» TEXT EXCERPT

Katie Mehnert, wife, mother, and founder of Pink Petro, acknowledges the importance of children knowing the role energy plays in their lives. Read her full post below as she discusses sharing the energy conversation.
Why Our Kids Need to Know About Energy
Katie Mehnert, Wife, Mom, and Energy CEO
@katiemehnert
My daughter and I had a conversation about energy. Yeah, I know. She’s six and I’m well, you know…old enough to be her mother. I talk with Ally about energy because no one did with me when I was her age. In the 1980s, we just got into our cars and took off. We took trips on airplanes and we went along our merry way and consumed energy. No one even gave it a second thought, unless of course we went to war or there was a chemical spill. The news media didn’t care unless there was something sensational to report.

» SOURCE EXCERPT
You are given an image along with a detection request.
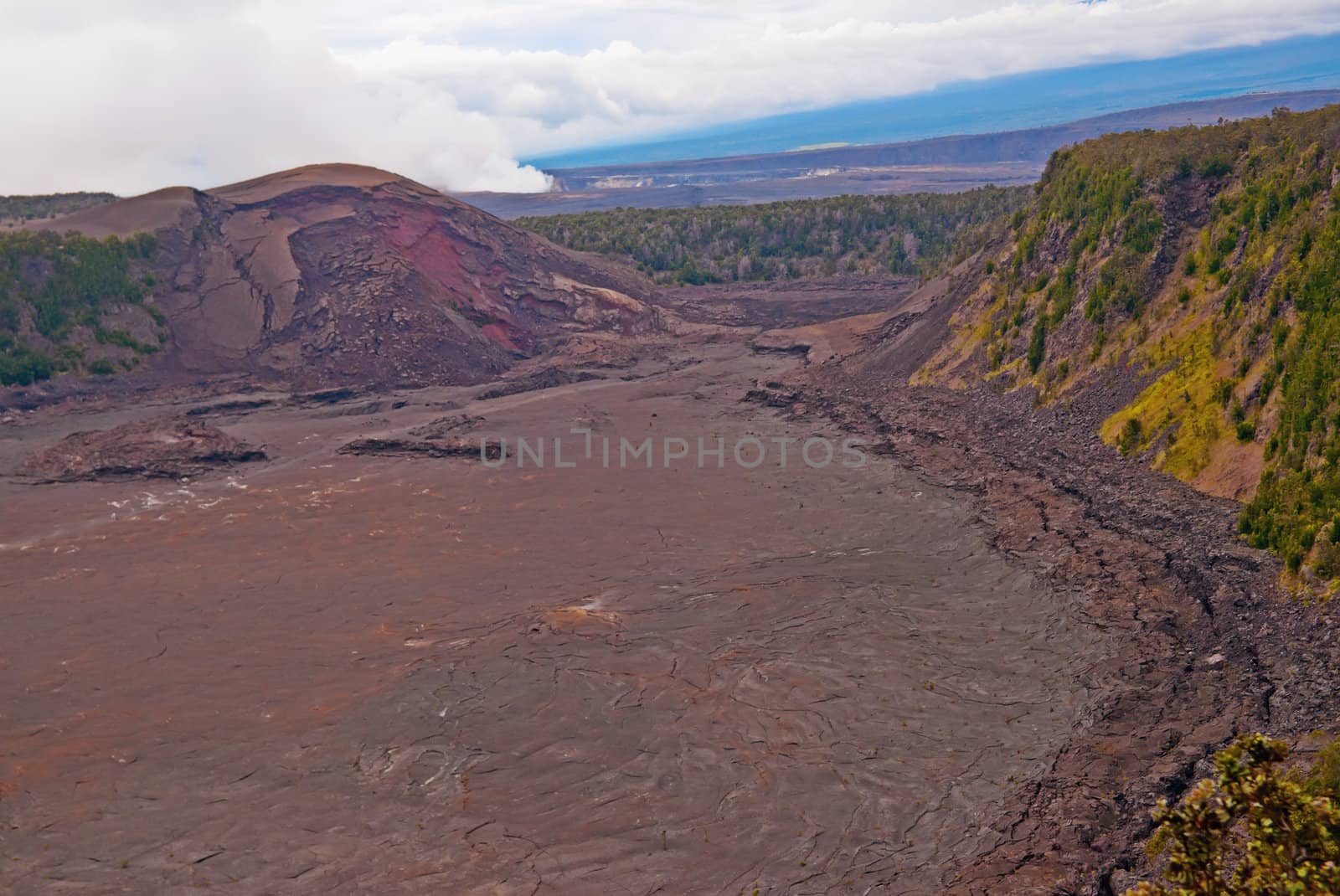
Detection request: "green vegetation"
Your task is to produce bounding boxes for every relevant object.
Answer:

» AIM A
In the first sentence of the energy post, what roles are given for Katie Mehnert? List them all.
» AIM B
According to the energy post, why does the writer talk with Ally about energy?

» WORKED ANSWER A
- Wife
- Mother
- Founder of Pink Petro

» WORKED ANSWER B
Because no one talked with her about energy when she was Ally's age.